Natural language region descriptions
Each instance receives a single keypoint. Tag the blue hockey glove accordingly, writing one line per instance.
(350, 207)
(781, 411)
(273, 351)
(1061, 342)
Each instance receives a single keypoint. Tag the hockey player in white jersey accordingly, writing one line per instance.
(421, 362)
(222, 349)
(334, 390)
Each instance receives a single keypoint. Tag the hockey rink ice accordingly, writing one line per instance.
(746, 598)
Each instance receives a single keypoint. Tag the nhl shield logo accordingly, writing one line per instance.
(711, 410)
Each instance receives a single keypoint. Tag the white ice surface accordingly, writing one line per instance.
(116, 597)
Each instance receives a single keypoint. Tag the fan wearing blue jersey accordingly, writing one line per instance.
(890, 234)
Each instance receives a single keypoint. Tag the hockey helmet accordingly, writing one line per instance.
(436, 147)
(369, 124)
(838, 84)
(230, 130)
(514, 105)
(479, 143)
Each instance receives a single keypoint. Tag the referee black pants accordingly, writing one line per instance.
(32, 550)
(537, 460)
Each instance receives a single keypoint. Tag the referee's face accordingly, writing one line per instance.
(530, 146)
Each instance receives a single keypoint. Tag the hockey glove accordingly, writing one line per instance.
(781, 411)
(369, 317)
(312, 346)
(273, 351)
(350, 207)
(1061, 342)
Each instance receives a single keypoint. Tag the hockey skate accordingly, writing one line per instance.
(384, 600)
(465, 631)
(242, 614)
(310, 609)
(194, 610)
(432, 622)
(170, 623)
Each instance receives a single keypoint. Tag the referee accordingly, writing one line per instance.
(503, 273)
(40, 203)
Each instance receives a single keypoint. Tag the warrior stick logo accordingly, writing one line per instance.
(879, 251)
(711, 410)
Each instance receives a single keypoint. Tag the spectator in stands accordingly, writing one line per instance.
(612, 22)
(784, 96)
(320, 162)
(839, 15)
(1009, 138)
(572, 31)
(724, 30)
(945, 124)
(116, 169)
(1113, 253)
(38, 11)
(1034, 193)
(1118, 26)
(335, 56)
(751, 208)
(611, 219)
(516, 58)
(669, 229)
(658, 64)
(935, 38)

> **Task to carry out**
All the records above are to be reproduced exactly.

> **Exercise result**
Each instance receives a single keypoint. Tag the blue hockey glove accordingly, writing one line per instance.
(350, 207)
(781, 411)
(273, 351)
(1061, 342)
Each instance receives a single keypoint. Tag the hockey player in white jersey accordingly, writing one line per instance.
(421, 362)
(222, 349)
(334, 390)
Each instance receives a single keypoint. Tag the hockey rink ice accordingly, writing one line per instance.
(746, 598)
Each instance receives a single keypoint. Tag the nhl shield logo accordingly, writing one line per instance.
(711, 410)
Each instance receives a single keypoint. Tag the white ice surface accordingly, writing one line per instance.
(116, 597)
Each instance receives a single keypoint. Tag the fan wearing blue jersey accordingly, writing one line per instance.
(890, 234)
Each instance receives a single keypoint. Tag the hockey helmet accordingly, writing one line per instance.
(436, 147)
(369, 124)
(838, 84)
(230, 130)
(514, 105)
(479, 143)
Each instance receives a single keypoint. Tag the referee black pants accordingly, writing one line per instance.
(32, 550)
(537, 460)
Each instance receives a single keypoint. Tag the referee's face accordingly, writing one line per instance.
(530, 146)
Each instance receives a single keypoint. Tag the hockey glove accordingly, writing one line per instance.
(781, 411)
(369, 317)
(312, 346)
(273, 351)
(350, 207)
(1061, 342)
Each instance receives a single keypoint. Tag the hockey skate accordingly, writing one line per instance.
(384, 600)
(465, 631)
(242, 614)
(310, 609)
(194, 610)
(432, 622)
(170, 623)
Each instance receives a single keypoint. Tag the referee accordingly, writing one line per instance.
(503, 273)
(40, 203)
Each instance receives a single keypoint. Tag the warrior stick logo accordingly, writing one line per instance.
(879, 251)
(711, 410)
Each instance receives a single keypoint. Tag the spectator in stands accordingly, writing one line per instance.
(612, 22)
(784, 96)
(320, 162)
(839, 15)
(1009, 138)
(572, 31)
(724, 30)
(945, 124)
(116, 169)
(1113, 253)
(38, 11)
(1034, 193)
(1118, 26)
(335, 56)
(751, 208)
(611, 219)
(516, 58)
(669, 229)
(658, 64)
(935, 38)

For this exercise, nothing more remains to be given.